Problem to solve -> Rewrite all of the material below as a JSON list of strings, one string per line, leaving out blank lines.

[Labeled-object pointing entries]
------------------------------

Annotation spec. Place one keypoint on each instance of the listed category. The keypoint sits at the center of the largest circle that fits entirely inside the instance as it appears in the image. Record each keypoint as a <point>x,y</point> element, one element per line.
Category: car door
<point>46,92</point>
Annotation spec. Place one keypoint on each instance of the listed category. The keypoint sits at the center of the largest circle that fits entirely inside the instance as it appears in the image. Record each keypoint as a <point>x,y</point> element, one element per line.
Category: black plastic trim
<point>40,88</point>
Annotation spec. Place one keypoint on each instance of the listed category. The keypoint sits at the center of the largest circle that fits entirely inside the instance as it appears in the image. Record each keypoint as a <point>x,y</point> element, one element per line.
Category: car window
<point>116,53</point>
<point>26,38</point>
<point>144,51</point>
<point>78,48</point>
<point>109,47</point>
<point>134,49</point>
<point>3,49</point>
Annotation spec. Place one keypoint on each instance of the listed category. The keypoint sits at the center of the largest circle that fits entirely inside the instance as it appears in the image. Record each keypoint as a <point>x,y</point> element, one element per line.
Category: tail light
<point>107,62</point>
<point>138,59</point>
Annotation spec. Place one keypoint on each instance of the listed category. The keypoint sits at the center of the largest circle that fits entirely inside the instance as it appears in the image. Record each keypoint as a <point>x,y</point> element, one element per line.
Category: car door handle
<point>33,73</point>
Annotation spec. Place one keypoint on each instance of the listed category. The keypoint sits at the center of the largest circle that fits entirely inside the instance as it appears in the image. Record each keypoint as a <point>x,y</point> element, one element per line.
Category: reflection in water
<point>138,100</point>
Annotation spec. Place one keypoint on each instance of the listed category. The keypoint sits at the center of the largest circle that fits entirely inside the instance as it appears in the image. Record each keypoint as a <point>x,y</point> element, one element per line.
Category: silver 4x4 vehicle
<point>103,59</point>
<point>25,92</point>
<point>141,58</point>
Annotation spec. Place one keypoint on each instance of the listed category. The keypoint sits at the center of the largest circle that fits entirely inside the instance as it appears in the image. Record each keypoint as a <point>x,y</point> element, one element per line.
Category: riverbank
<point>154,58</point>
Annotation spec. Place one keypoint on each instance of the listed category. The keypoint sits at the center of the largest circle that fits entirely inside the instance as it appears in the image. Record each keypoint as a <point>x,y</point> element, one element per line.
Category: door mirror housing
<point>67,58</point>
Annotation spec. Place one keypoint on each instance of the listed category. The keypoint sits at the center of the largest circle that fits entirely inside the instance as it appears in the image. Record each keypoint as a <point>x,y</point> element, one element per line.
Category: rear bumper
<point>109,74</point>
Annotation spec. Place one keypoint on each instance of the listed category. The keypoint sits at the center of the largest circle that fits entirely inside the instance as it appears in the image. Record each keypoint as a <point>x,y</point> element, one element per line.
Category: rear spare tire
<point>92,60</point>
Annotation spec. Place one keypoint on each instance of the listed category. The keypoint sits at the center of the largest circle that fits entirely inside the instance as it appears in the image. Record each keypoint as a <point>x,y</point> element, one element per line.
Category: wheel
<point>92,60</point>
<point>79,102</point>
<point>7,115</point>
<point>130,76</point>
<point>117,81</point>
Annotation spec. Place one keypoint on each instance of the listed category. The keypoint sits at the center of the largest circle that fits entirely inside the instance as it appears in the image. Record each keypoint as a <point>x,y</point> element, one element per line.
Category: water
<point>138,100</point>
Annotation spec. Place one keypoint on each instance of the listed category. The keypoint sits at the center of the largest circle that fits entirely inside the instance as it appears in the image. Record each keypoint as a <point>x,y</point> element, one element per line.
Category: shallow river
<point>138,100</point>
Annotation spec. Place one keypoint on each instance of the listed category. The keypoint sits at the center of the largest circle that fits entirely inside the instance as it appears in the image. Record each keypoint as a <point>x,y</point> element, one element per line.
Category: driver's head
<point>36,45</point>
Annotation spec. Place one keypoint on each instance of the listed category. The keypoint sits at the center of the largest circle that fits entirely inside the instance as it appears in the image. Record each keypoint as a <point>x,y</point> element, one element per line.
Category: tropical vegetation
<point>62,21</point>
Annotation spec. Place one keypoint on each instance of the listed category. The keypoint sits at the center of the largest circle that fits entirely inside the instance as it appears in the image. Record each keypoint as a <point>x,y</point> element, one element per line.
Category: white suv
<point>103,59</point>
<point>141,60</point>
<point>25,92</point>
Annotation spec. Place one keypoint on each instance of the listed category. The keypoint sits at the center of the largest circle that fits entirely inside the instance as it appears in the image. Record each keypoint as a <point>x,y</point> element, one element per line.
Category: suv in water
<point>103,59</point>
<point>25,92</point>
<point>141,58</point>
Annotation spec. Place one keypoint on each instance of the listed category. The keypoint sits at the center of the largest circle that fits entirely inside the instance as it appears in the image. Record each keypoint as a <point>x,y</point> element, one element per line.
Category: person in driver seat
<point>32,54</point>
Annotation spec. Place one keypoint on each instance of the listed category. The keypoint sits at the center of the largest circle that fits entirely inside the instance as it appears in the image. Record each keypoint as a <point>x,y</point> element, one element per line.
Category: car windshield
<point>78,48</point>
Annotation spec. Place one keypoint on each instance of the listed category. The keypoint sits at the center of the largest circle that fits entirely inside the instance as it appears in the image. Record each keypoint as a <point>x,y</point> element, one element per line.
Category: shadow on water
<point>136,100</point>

------------------------------

Answer to this problem ->
[
  "Annotation spec. Place one keypoint on each instance of the listed category. The keypoint sits at the center of the largest circle that fits entirely inside the instance as it appears in the image. Record each keypoint as a <point>x,y</point> element, one element per line.",
  "Category: car door",
  "<point>46,92</point>",
  "Annotation spec. Place one keypoint on each instance of the listed category. The keypoint sits at the center of the largest circle that fits entirely inside the instance as it appears in the image. Record each keypoint as a <point>x,y</point> element, one element per line.",
  "Category: black plastic trim",
  "<point>40,88</point>",
  "Annotation spec. Place one keypoint on each instance of the listed category. The keypoint sits at the center of the largest circle that fits entirely inside the instance as it appears in the image. Record each keypoint as a <point>x,y</point> element, one element per line.",
  "Category: car window",
  "<point>116,53</point>",
  "<point>26,38</point>",
  "<point>144,51</point>",
  "<point>78,48</point>",
  "<point>109,47</point>",
  "<point>134,49</point>",
  "<point>3,49</point>",
  "Annotation spec. Place one keypoint on each instance of the listed category. The keypoint sits at the center of the largest circle that fits entirely inside the instance as it appears in the image. Record each keypoint as a <point>x,y</point> element, one element per line.",
  "Category: tail light",
  "<point>107,62</point>",
  "<point>138,59</point>",
  "Annotation spec. Place one keypoint on each instance of the listed category. The keypoint sits at the center of the largest circle that fits entirely inside the instance as it appears in the image. Record each keypoint as a <point>x,y</point> element, one element per line.",
  "Category: car door handle",
  "<point>33,73</point>",
  "Annotation spec. Place one keypoint on each instance of the listed category. The keypoint sits at the center of the largest circle that fits entirely inside the instance as it appears in the image. Record each keypoint as a <point>x,y</point> element, one element per line.",
  "Category: reflection in water",
  "<point>138,100</point>",
  "Annotation spec. Place one keypoint on each instance of the listed category. The keypoint sits at the center of the largest circle that fits entirely inside the instance as it appears in the image. Record each keypoint as a <point>x,y</point> element, one element per line.",
  "Category: silver 4x4 vehicle",
  "<point>103,59</point>",
  "<point>25,92</point>",
  "<point>141,58</point>",
  "Annotation spec. Place one keypoint on each instance of the listed category. The keypoint sits at the center of the largest circle that fits entirely inside the instance as it appears in the image. Record each keypoint as a <point>x,y</point> element, one element per line.",
  "Category: riverbank",
  "<point>154,58</point>",
  "Annotation spec. Place one keypoint on each instance of the listed category. The keypoint sits at the center of the largest circle that fits entirely inside the instance as it appears in the image. Record each keypoint as a <point>x,y</point> element, one element per line.",
  "Category: door mirror housing",
  "<point>67,58</point>",
  "Annotation spec. Place one keypoint on each instance of the listed category. The keypoint sits at the center of the largest circle that fits entirely inside the instance as it appears in the image. Record each keypoint as a <point>x,y</point> element, one element per line.",
  "Category: rear bumper",
  "<point>109,74</point>",
  "Annotation spec. Place one keypoint on each instance of the listed category. The keypoint sits at the center of the largest circle that fits entirely inside the instance as it appears in the image. Record each keypoint as a <point>x,y</point> element, one element per line.",
  "Category: rear spare tire",
  "<point>92,60</point>",
  "Annotation spec. Place one keypoint on each instance of the listed category. The keypoint sits at the center of the largest circle that fits entirely inside the instance as it appears in the image. Record each keypoint as a <point>x,y</point> element, one element per line.",
  "Category: wheel",
  "<point>92,60</point>",
  "<point>79,102</point>",
  "<point>7,115</point>",
  "<point>130,76</point>",
  "<point>117,81</point>",
  "Annotation spec. Place one keypoint on each instance of the listed category. The keypoint sits at the center of the largest circle that fits entirely inside the instance as it appears in the image. Record each keypoint as a <point>x,y</point> element, one element per line.",
  "Category: water",
  "<point>138,100</point>",
  "Annotation spec. Place one keypoint on each instance of the listed category. The keypoint sits at the center of the largest circle that fits entirely inside the instance as it appears in the image. Record each keypoint as a <point>x,y</point> element, one element per line.",
  "Category: shallow river",
  "<point>138,100</point>",
  "Annotation spec. Place one keypoint on each instance of the listed category. The keypoint sits at the center of the largest circle that fits entirely inside the instance as it appears in the image. Record each keypoint as a <point>x,y</point> element, one element per line.",
  "Category: driver's head",
  "<point>36,45</point>",
  "Annotation spec. Place one keypoint on each instance of the listed category. The keypoint sits at the center of the largest circle that fits entirely inside the instance as it appears in the image. Record each keypoint as a <point>x,y</point> element, one element per line.",
  "Category: tropical vegetation",
  "<point>62,21</point>",
  "Annotation spec. Place one keypoint on each instance of the listed category. The keypoint sits at the center of the largest circle that fits entirely inside the instance as it appears in the image. Record each keypoint as a <point>x,y</point> element, one element per line.",
  "Category: white suv",
  "<point>103,59</point>",
  "<point>141,60</point>",
  "<point>25,92</point>",
  "Annotation spec. Place one keypoint on each instance of the listed category. The keypoint sits at the center of the largest circle that fits entirely inside the instance as it appears in the image. Record each keypoint as a <point>x,y</point> element, one element per line.",
  "Category: suv in water",
  "<point>103,59</point>",
  "<point>25,92</point>",
  "<point>141,58</point>",
  "Annotation spec. Place one keypoint on each instance of the listed category. The keypoint sits at the center of the largest circle that fits entirely inside the instance as it appears in the image. Record each keypoint as a <point>x,y</point> element, one element per line.",
  "Category: person in driver seat",
  "<point>32,54</point>",
  "Annotation spec. Place one keypoint on each instance of the listed category. The keypoint sits at the center of the largest circle that fits entirely inside the instance as it appears in the image. Record each keypoint as a <point>x,y</point> element, one element per line.",
  "Category: car windshield",
  "<point>78,48</point>",
  "Annotation spec. Place one keypoint on each instance of the listed category. The keypoint sits at the center of the largest circle that fits entirely inside the instance as it appears in the image. Record each keypoint as a <point>x,y</point> element, one element per line.",
  "Category: shadow on water",
  "<point>136,100</point>"
]